___ DATASET ENTRIES ___

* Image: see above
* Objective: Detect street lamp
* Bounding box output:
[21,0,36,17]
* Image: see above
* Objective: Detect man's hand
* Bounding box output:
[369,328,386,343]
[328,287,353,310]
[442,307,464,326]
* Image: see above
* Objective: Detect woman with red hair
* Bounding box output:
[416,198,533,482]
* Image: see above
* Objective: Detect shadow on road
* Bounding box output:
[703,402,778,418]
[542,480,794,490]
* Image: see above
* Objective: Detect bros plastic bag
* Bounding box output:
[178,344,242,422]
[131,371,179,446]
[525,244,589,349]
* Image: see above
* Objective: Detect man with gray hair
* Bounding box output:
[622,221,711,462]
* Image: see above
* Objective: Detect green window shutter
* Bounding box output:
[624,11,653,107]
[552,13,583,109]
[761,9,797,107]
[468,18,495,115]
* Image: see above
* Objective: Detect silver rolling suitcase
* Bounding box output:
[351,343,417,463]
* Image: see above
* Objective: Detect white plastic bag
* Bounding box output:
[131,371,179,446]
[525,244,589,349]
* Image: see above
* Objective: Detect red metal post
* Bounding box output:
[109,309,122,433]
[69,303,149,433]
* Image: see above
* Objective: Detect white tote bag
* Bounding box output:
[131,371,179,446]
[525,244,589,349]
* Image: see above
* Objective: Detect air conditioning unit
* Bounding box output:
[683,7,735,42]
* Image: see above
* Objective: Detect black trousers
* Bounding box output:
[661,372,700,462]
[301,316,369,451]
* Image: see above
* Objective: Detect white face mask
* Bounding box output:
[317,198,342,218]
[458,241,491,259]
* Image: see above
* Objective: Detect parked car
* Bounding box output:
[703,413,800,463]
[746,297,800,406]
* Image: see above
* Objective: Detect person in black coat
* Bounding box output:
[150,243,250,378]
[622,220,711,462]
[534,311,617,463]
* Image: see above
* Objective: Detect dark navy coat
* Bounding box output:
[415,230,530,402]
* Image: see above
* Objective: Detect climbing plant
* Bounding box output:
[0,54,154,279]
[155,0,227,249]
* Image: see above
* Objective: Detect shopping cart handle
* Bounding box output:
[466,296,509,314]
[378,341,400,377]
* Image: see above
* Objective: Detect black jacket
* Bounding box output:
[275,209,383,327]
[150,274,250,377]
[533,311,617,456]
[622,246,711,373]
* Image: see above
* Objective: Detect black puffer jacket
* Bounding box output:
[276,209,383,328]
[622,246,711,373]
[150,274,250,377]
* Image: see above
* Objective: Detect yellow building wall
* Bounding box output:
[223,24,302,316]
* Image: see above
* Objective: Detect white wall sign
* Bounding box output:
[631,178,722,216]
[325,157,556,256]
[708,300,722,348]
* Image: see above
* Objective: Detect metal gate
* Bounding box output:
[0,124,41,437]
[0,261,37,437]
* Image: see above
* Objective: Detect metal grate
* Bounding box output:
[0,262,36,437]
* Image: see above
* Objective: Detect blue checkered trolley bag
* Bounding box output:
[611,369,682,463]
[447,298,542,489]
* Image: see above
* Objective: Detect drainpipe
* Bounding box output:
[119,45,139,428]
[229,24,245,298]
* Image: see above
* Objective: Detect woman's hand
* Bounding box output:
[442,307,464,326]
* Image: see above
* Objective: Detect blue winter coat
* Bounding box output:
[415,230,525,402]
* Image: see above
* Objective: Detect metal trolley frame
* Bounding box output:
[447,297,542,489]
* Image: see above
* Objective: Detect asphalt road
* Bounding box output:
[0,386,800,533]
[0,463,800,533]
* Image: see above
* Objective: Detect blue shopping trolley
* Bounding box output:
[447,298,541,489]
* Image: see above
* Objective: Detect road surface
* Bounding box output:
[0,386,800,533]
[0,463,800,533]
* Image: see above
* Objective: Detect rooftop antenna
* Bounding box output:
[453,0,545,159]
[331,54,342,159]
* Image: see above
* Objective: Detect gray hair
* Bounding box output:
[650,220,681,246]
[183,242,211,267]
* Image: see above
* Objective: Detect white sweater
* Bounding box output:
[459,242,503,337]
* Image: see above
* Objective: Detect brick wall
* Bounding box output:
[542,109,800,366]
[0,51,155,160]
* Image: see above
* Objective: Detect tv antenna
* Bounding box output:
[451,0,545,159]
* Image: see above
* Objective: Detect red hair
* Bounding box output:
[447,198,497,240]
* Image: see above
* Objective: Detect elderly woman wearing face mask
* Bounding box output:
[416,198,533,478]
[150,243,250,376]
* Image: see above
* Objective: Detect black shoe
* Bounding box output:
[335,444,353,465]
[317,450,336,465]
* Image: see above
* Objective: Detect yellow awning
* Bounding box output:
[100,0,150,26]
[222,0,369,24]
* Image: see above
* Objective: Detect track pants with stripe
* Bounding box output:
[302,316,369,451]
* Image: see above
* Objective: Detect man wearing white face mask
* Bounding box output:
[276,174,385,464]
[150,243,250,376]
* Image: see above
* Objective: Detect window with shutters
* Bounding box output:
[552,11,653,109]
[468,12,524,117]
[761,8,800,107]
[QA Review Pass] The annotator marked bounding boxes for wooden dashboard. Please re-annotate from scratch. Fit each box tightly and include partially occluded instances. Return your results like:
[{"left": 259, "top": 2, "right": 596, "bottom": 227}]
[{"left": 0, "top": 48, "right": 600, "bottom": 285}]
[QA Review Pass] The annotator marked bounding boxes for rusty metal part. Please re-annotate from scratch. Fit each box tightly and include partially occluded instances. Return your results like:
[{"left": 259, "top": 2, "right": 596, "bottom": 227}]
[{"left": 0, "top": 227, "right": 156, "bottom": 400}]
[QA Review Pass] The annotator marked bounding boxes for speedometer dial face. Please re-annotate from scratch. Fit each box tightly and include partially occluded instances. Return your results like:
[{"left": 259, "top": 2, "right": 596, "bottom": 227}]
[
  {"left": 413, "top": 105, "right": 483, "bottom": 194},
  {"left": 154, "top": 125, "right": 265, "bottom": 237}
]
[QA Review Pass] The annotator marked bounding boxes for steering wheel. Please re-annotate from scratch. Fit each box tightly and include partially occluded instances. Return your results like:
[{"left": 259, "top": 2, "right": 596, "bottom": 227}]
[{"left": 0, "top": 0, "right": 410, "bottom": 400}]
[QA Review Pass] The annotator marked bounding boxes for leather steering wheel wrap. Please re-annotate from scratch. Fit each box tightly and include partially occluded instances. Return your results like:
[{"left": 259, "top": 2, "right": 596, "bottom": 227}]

___

WHAT YOU ARE ASKED TO DO: Find every line in the records above that contains the string "antenna", matching case exactly, and copy each of those lines in full.

REPLY:
* Objective: Detect rooftop antenna
* Objective: Detect tv antenna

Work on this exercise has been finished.